*Photo-based referring expression data*.
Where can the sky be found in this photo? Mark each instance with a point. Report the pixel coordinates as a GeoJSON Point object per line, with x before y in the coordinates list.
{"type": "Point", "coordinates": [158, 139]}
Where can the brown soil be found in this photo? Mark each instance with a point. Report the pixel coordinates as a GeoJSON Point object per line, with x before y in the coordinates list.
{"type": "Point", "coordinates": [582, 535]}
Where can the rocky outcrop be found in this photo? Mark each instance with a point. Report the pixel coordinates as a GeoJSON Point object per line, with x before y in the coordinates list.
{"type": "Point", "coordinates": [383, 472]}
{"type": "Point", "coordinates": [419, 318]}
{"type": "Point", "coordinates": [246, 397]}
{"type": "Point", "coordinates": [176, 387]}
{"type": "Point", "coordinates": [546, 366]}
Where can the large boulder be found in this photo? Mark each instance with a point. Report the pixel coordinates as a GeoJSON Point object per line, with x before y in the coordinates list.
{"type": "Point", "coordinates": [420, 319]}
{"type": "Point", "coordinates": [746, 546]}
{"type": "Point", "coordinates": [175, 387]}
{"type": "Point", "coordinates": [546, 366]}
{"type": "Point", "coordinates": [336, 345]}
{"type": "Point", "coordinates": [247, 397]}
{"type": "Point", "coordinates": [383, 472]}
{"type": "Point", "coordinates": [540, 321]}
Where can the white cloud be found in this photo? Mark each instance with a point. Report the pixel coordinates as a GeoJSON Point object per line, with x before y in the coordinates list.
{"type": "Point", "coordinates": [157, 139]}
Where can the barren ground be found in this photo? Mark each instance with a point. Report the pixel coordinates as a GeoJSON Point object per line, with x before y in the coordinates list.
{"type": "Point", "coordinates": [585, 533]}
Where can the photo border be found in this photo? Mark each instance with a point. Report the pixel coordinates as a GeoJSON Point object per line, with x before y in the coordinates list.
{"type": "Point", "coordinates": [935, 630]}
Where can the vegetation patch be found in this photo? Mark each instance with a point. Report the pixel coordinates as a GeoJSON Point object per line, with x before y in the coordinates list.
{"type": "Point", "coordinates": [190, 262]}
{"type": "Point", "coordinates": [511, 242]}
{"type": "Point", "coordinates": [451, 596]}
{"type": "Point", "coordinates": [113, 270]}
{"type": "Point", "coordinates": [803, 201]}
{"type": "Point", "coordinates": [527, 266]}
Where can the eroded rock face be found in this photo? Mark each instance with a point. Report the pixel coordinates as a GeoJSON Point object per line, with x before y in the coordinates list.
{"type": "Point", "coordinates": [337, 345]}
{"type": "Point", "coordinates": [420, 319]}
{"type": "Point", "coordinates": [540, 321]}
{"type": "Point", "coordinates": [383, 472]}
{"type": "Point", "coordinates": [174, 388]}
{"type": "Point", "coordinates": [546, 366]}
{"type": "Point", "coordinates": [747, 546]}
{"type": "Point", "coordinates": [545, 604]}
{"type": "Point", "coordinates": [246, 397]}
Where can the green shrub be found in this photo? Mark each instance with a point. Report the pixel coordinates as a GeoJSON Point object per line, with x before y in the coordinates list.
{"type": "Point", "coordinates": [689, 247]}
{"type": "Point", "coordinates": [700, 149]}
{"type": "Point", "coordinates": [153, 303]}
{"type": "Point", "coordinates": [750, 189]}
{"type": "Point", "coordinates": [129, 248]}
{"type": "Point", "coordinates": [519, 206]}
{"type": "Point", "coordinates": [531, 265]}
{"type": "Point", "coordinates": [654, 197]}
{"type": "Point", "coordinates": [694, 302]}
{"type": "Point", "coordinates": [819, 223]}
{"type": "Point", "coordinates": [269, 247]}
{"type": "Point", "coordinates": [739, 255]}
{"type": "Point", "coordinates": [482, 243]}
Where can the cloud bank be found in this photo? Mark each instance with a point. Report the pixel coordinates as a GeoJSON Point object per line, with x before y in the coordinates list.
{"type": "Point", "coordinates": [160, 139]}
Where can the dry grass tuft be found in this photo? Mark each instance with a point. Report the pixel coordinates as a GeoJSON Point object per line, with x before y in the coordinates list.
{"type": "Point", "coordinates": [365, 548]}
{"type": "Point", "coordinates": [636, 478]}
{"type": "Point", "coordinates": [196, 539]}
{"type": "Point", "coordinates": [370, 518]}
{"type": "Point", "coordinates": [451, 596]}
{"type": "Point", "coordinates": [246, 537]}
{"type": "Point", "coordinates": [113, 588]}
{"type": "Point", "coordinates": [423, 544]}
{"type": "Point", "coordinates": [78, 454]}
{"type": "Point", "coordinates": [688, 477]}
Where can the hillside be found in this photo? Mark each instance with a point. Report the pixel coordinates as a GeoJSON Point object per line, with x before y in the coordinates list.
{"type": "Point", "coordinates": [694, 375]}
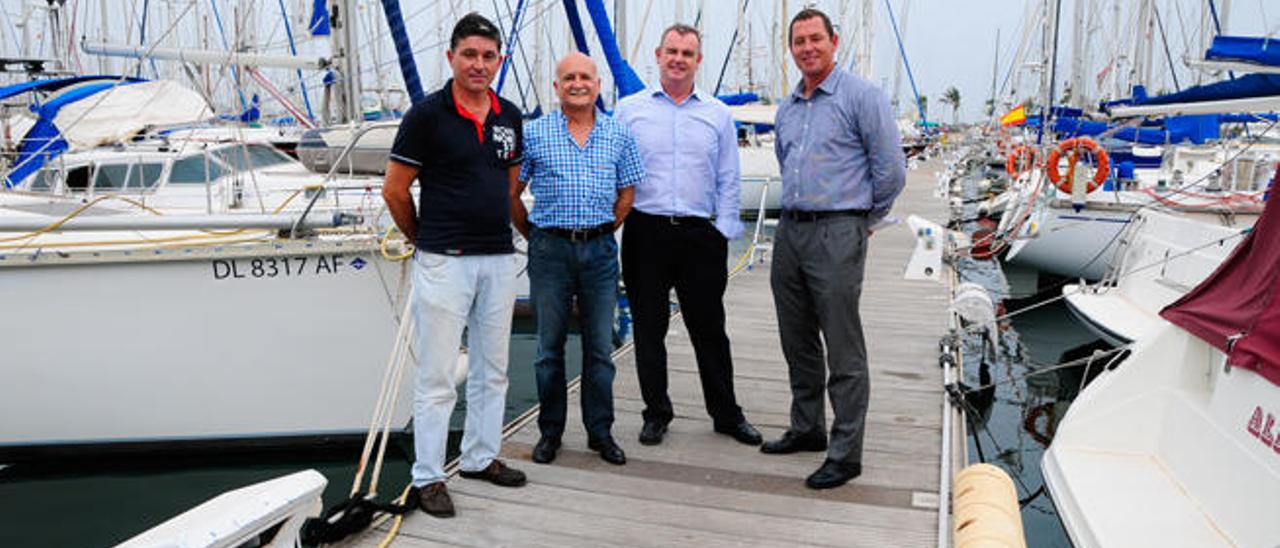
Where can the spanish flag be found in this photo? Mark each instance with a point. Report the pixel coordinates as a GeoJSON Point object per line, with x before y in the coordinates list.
{"type": "Point", "coordinates": [1015, 117]}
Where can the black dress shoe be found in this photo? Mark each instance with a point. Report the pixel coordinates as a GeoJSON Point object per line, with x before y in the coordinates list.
{"type": "Point", "coordinates": [743, 432]}
{"type": "Point", "coordinates": [792, 443]}
{"type": "Point", "coordinates": [434, 499]}
{"type": "Point", "coordinates": [652, 432]}
{"type": "Point", "coordinates": [544, 451]}
{"type": "Point", "coordinates": [833, 474]}
{"type": "Point", "coordinates": [497, 473]}
{"type": "Point", "coordinates": [608, 450]}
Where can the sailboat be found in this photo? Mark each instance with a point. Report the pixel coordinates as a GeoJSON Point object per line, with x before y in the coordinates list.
{"type": "Point", "coordinates": [1178, 444]}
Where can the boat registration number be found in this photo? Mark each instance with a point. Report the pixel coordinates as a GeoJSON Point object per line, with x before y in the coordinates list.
{"type": "Point", "coordinates": [283, 266]}
{"type": "Point", "coordinates": [1262, 425]}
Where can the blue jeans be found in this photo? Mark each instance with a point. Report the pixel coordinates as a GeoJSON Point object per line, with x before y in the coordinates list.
{"type": "Point", "coordinates": [451, 293]}
{"type": "Point", "coordinates": [561, 270]}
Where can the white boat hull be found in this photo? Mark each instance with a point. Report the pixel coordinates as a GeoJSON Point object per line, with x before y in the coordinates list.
{"type": "Point", "coordinates": [160, 346]}
{"type": "Point", "coordinates": [1159, 452]}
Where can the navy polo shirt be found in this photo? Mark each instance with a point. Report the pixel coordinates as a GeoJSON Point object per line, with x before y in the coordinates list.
{"type": "Point", "coordinates": [461, 173]}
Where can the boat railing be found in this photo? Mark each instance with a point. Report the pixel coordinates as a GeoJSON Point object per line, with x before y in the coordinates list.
{"type": "Point", "coordinates": [359, 133]}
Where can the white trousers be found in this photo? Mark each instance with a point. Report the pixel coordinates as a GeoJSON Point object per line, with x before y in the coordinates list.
{"type": "Point", "coordinates": [451, 293]}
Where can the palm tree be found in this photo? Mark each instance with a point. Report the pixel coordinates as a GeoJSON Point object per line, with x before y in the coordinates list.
{"type": "Point", "coordinates": [951, 97]}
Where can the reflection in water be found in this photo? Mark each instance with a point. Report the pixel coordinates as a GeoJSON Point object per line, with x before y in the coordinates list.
{"type": "Point", "coordinates": [1016, 389]}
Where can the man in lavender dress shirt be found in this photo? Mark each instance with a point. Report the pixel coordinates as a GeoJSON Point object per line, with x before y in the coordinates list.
{"type": "Point", "coordinates": [677, 234]}
{"type": "Point", "coordinates": [842, 165]}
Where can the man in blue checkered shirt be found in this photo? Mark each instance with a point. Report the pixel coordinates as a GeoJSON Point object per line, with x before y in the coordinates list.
{"type": "Point", "coordinates": [581, 169]}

*Work instructions*.
Please repeat the records above exactly, leaving every picture out.

*Response to the exercise*.
Where can the sky be found in this photo? Mark each instance with a point. Report the pixel coordinates as a GeoJSON Point object per line, with x before y in the coordinates list.
{"type": "Point", "coordinates": [158, 139]}
Where can the brown soil be found in this photo? Mark each instance with a point. Report the pixel coordinates as a GeoJSON Point object per line, with x before y in the coordinates list.
{"type": "Point", "coordinates": [582, 535]}
Where can the rocky outcrop be found in this photo? Mark each instance with a point. Report the pixel coordinates as a GeoJSON Point object per line, with x before y in the coordinates list.
{"type": "Point", "coordinates": [383, 472]}
{"type": "Point", "coordinates": [419, 318]}
{"type": "Point", "coordinates": [246, 397]}
{"type": "Point", "coordinates": [176, 387]}
{"type": "Point", "coordinates": [546, 366]}
Where can the large boulder be found in this photo? Mark each instance with a point. Report the pixel coordinates as a GeoJSON Point object per line, with x before y in the coordinates list.
{"type": "Point", "coordinates": [420, 319]}
{"type": "Point", "coordinates": [746, 546]}
{"type": "Point", "coordinates": [175, 387]}
{"type": "Point", "coordinates": [546, 366]}
{"type": "Point", "coordinates": [336, 345]}
{"type": "Point", "coordinates": [247, 397]}
{"type": "Point", "coordinates": [383, 472]}
{"type": "Point", "coordinates": [540, 321]}
Where can the white cloud be found in this photo? Mark each instance with a point. Report the pixel coordinates as a GeoJSON Point object per line, with x before y in the coordinates list.
{"type": "Point", "coordinates": [157, 139]}
Where can the barren ground be found in this photo? Mark each instance with a point. Report the pixel coordinates as a GeoJSON Point object per line, with x before y in the coordinates list.
{"type": "Point", "coordinates": [585, 533]}
Where can the photo border be found in this photo? Mark each instance with a point. Report the pixel coordinates as a GeoJSON Point object per line, with x before y in the coordinates list.
{"type": "Point", "coordinates": [935, 630]}
Where can the vegetation patch be found in this photo? Mark each instance with a point. Report the pixel coordinates as a GeoJSON Point object per line, with x before y in the coordinates list.
{"type": "Point", "coordinates": [190, 262]}
{"type": "Point", "coordinates": [511, 242]}
{"type": "Point", "coordinates": [451, 596]}
{"type": "Point", "coordinates": [113, 270]}
{"type": "Point", "coordinates": [803, 201]}
{"type": "Point", "coordinates": [527, 266]}
Where can the eroded rock face be found in this photo? Mark each instance with a point. Report the pixel coordinates as a GeoJSON Point object per line, with x before y in the coordinates list.
{"type": "Point", "coordinates": [337, 345]}
{"type": "Point", "coordinates": [420, 319]}
{"type": "Point", "coordinates": [540, 321]}
{"type": "Point", "coordinates": [383, 472]}
{"type": "Point", "coordinates": [174, 388]}
{"type": "Point", "coordinates": [546, 366]}
{"type": "Point", "coordinates": [747, 546]}
{"type": "Point", "coordinates": [545, 604]}
{"type": "Point", "coordinates": [246, 397]}
Where can the green shrub be found in this photo? Mark each instance with a point. Report the pixel coordinates as a GeoJSON Point object per line, with x before y in the coordinates list.
{"type": "Point", "coordinates": [689, 247]}
{"type": "Point", "coordinates": [700, 149]}
{"type": "Point", "coordinates": [153, 303]}
{"type": "Point", "coordinates": [750, 189]}
{"type": "Point", "coordinates": [129, 248]}
{"type": "Point", "coordinates": [519, 206]}
{"type": "Point", "coordinates": [531, 265]}
{"type": "Point", "coordinates": [654, 197]}
{"type": "Point", "coordinates": [694, 302]}
{"type": "Point", "coordinates": [819, 223]}
{"type": "Point", "coordinates": [269, 247]}
{"type": "Point", "coordinates": [739, 255]}
{"type": "Point", "coordinates": [482, 243]}
Where can the cloud bank be found in this photo? Mark each instance with a point. Report the pixel coordinates as a GeoJSON Point object per line, with x before y in the coordinates list.
{"type": "Point", "coordinates": [160, 139]}
Where can the dry grass tuft be found in this photo? Mark each instance with a point. Report the pixel coordinates as a GeoJSON Point object per line, with x before y in the coordinates list.
{"type": "Point", "coordinates": [365, 548]}
{"type": "Point", "coordinates": [636, 478]}
{"type": "Point", "coordinates": [196, 539]}
{"type": "Point", "coordinates": [370, 518]}
{"type": "Point", "coordinates": [451, 596]}
{"type": "Point", "coordinates": [246, 537]}
{"type": "Point", "coordinates": [113, 588]}
{"type": "Point", "coordinates": [423, 544]}
{"type": "Point", "coordinates": [78, 454]}
{"type": "Point", "coordinates": [688, 477]}
Where can the hillside be found in this photo? Mark each instance with a point. Report the pixel coordinates as a GeoJSON Point object per line, with x before y in the coordinates list.
{"type": "Point", "coordinates": [694, 375]}
Where can the spanish flag be found in this photo? Mark each instance with a point. Report the pixel coordinates as a GeoJSON Point object per line, with x before y in the coordinates list.
{"type": "Point", "coordinates": [1015, 117]}
Where can the black dress shoe be found in this photo? Mark each instance with a point. Report the pixel coordinates as a GeoJSON Point object per line, with x before y in the coordinates list.
{"type": "Point", "coordinates": [743, 432]}
{"type": "Point", "coordinates": [792, 443]}
{"type": "Point", "coordinates": [434, 499]}
{"type": "Point", "coordinates": [652, 432]}
{"type": "Point", "coordinates": [544, 451]}
{"type": "Point", "coordinates": [833, 474]}
{"type": "Point", "coordinates": [497, 473]}
{"type": "Point", "coordinates": [608, 450]}
Where can the sailboat be found in this photo? Mark each instance with a point. Report the pixel coordinates as a GeoJSON Point object per line, with x before y in the coordinates list.
{"type": "Point", "coordinates": [1178, 444]}
Where can the boat registration number be found in this photo? Mark each instance with a point. Report the pixel coordinates as a GeoJSON Point object per line, with x before y in the coordinates list.
{"type": "Point", "coordinates": [283, 266]}
{"type": "Point", "coordinates": [1262, 425]}
Where can the blue jeans be found in this photo? Mark each instance with a point. Report the pixel coordinates as a GeoJSON Point object per line, with x before y in the coordinates list.
{"type": "Point", "coordinates": [451, 293]}
{"type": "Point", "coordinates": [561, 270]}
Where can the white boat hull be found in this photo? Mark each instance with a point. Report the pixel coordinates as a GeoJSON Point object per line, with x before y in the coordinates list.
{"type": "Point", "coordinates": [160, 346]}
{"type": "Point", "coordinates": [1159, 452]}
Where can the navy polo shirt be found in this photo? Mark each instance with a point. Report the pixel coordinates as a GeoJSON Point object per line, with x before y in the coordinates list.
{"type": "Point", "coordinates": [461, 173]}
Where can the boat railing be found in this photo? Mark each instance with a point. Report the pixel coordinates as a GeoJSON Point object per line, with x before y in the coordinates list.
{"type": "Point", "coordinates": [359, 133]}
Where can the white trousers be found in this photo? Mark each instance with a point. Report the pixel coordinates as a GeoJSON Point object per line, with x before y in the coordinates list.
{"type": "Point", "coordinates": [451, 293]}
Where can the palm tree be found in this photo? Mark each instance with a point. Report the pixel coordinates as a GeoJSON Point object per line, with x before y in the coordinates list.
{"type": "Point", "coordinates": [951, 97]}
Where can the reflection in water be found in this photo? Mark each instance with a point. Report the pixel coordinates as a GeoJSON Point object per line, with x before y in the coordinates list.
{"type": "Point", "coordinates": [1016, 389]}
Where can the man in lavender dress shirt be found in this photo? Mark each instance with a point. Report the pixel coordinates as a GeoJSON Point object per line, with x before y in the coordinates list.
{"type": "Point", "coordinates": [677, 234]}
{"type": "Point", "coordinates": [842, 165]}
Where can the man in blue checkered shirt be found in this photo? Mark each instance with a point. Report the pixel coordinates as a GeoJSON Point object per line, with x before y in the coordinates list.
{"type": "Point", "coordinates": [581, 169]}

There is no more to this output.